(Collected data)
┌──

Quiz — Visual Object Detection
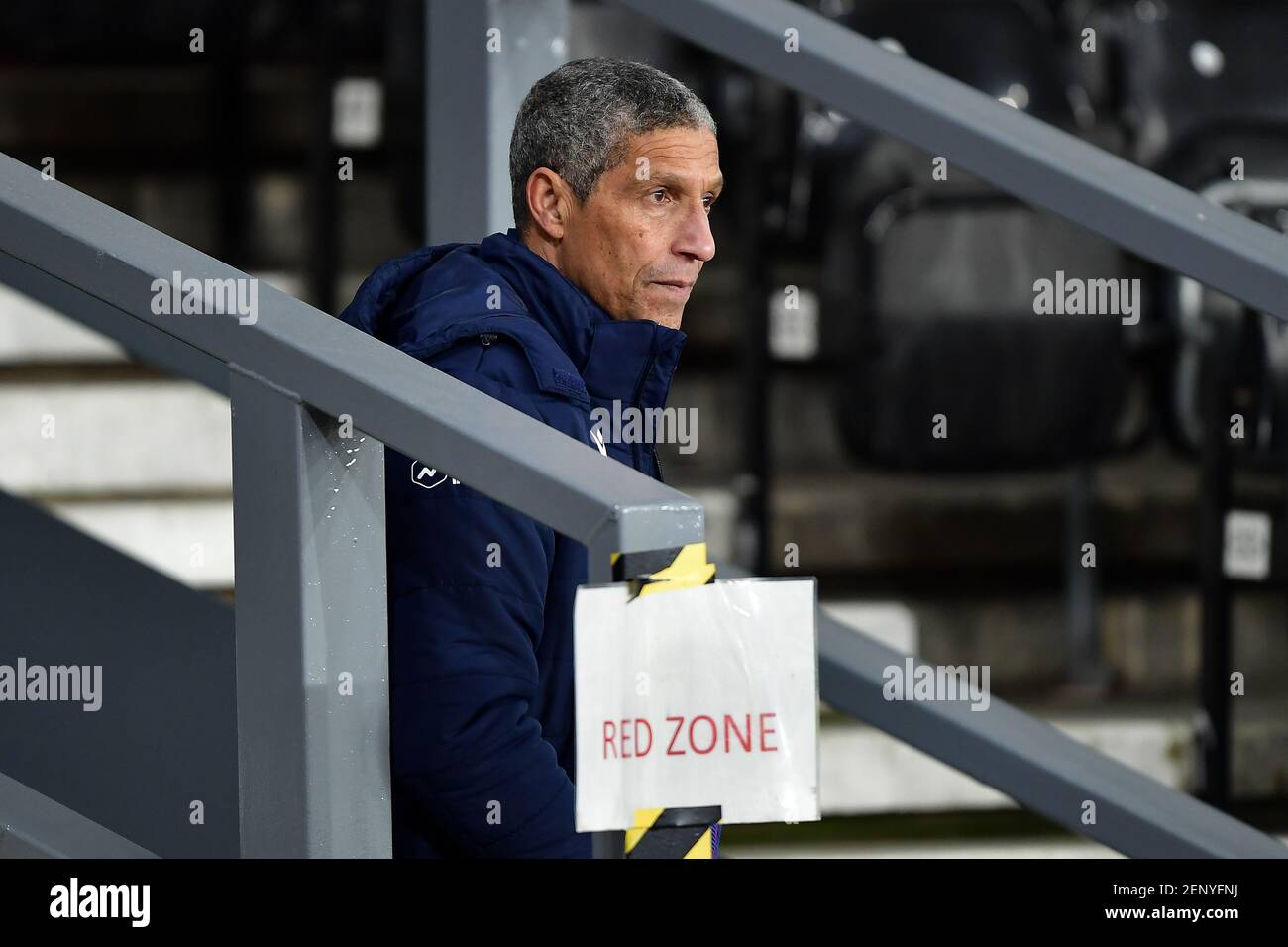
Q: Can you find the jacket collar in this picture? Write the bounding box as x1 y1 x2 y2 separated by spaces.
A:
478 227 687 408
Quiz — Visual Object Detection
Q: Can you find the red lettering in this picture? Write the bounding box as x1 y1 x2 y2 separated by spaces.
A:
690 714 720 755
760 714 778 753
635 719 653 756
666 716 684 756
725 714 751 753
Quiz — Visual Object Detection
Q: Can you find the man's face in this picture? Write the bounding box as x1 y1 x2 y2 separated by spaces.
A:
558 128 724 329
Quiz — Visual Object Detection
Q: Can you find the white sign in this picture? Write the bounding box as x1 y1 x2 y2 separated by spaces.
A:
574 579 819 832
1221 510 1270 581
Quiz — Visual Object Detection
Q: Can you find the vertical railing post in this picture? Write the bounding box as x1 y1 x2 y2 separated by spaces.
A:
229 368 393 858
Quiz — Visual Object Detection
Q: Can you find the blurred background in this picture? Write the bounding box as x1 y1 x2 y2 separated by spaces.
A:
0 0 1288 857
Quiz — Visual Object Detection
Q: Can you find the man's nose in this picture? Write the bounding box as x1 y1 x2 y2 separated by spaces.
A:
674 202 716 263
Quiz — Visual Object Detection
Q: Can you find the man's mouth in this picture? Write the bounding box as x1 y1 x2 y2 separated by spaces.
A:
653 279 693 296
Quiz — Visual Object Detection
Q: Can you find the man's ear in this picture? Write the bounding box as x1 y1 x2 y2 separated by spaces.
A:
527 167 571 240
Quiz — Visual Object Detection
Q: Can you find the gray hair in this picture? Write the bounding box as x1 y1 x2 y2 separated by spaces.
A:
510 56 716 233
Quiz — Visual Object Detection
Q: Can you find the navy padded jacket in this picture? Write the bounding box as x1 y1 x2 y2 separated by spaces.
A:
340 228 686 858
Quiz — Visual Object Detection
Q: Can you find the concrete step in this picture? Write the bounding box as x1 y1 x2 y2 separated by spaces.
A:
43 498 233 591
0 380 232 498
819 698 1288 815
0 284 126 366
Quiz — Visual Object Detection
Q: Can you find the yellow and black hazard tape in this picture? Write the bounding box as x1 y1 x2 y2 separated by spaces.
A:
613 543 720 858
613 543 716 599
626 805 720 858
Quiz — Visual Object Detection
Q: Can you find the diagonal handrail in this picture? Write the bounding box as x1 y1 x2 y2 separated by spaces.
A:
0 155 703 552
615 0 1288 320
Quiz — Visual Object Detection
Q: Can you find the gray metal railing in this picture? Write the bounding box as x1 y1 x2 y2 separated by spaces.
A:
0 150 703 856
0 0 1288 857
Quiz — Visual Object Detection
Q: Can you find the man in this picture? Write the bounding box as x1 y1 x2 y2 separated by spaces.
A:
342 59 722 857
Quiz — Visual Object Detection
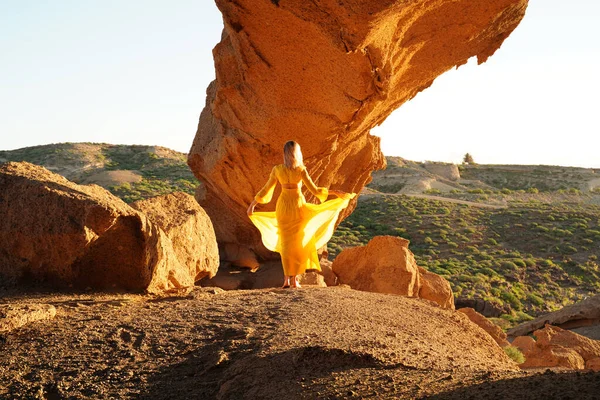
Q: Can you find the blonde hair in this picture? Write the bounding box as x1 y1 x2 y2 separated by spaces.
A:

└──

Express every line of the records above as a JSON list of strings, one string per line, leaving out blank lines and the pictures.

The completed task:
[
  "Quiz — Visual Object Detection",
  "Q: Can you find the jacket collar in this picture? Write the bounding box as x1 y1 x2 y2 separated by spaces.",
  "A:",
  "478 227 687 408",
  "Quiz — Visual Object Detection",
  "Q: Can you find the red lettering in this picture? Write the bounding box as x1 y1 x2 y2 separated by spaces.",
  "A:",
  "690 714 720 755",
  "760 714 778 753",
  "635 719 653 756",
  "666 716 684 756",
  "725 714 751 753",
  "Quiz — Visual Object Detection",
  "Q: Can you find the man's face in this picture? Write the bounding box as x1 y1 x2 y2 separated by spaces.",
  "A:",
  "558 128 724 329",
  "Quiz — Visual Object Detection",
  "Q: Can you find the white sign in this picture? Write the bounding box as x1 y1 x2 y2 separated by spaces.",
  "A:",
  "574 579 819 832",
  "1221 510 1270 581",
  "Quiz — Visual Object Detection",
  "Q: Can you find the vertical railing post in this picture? Write the bounding box as x1 y1 x2 y2 separated by spaces.",
  "A:",
  "229 368 393 858",
  "Quiz — Visual Object Detection",
  "Q: Can you find the blurred background in this picture? Write the bounding box as x1 y1 x2 y2 separated by spaces.",
  "A:",
  "0 0 1288 857",
  "Quiz — Visual Object Detection",
  "Q: Can you find the man's nose in this picture? Write the bounding box as x1 y1 x2 y2 separated by spaces.",
  "A:",
  "674 202 716 263",
  "Quiz — Visual Object Detection",
  "Q: Can you find the man's mouth in this picture? Write the bounding box as x1 y1 x2 y2 separated by spaces.",
  "A:",
  "653 279 693 296",
  "Quiz — Visual Object Detection",
  "Q: Can you find the man's ear in this picture? Write the bounding box as x1 y1 x2 y2 separated by spaces.",
  "A:",
  "527 167 571 240",
  "Quiz — Visual Object Detection",
  "Q: Can you find the gray hair in this picture? Write the bounding box as x1 y1 x2 y2 separated by spaces.",
  "A:",
  "510 56 716 233",
  "Quiz — Visual Object Detection",
  "Q: Can you find the navy padded jacket in this picture? Write the bounding box as x1 y1 x2 y2 separated by spaces.",
  "A:",
  "340 228 686 858",
  "Quiz — Visual Object Detection",
  "Q: Can you find the concrete step in this picture? Write the bounding box as x1 y1 x2 y2 separated by spaces.",
  "A:",
  "43 498 233 591",
  "0 380 232 498",
  "819 698 1288 815",
  "0 284 126 366",
  "Quiz — Visual Object Detection",
  "Q: Can you find the yellow and black hazard tape in this picture? Write the bounding box as x1 y1 x2 y2 separated by spaces.",
  "A:",
  "613 543 720 858",
  "613 543 716 599",
  "626 805 720 858",
  "Quiz — Visual Object Detection",
  "Q: Can you find the diagonal handrail in this picture? Write the bounding box as x1 y1 x2 y2 separated by spaces.",
  "A:",
  "0 155 703 552",
  "615 0 1288 320",
  "Quiz — Visual Object Detection",
  "Q: Can you find the gray metal railing in this picture? Write the bounding box as x1 y1 x2 y2 separated by spaces.",
  "A:",
  "0 150 703 856",
  "0 0 1288 857",
  "Quiz — Visual Object Detection",
  "Q: Can you find the man in this picture? Write the bounding box as x1 y1 x2 y2 separated by spaces.",
  "A:",
  "342 59 722 857",
  "Quiz — Visual Object Detection",
  "Q: Can you find the blonde hair in this picture? Write the bounding box as x1 y1 x2 y2 separated by spaces.",
  "A:"
]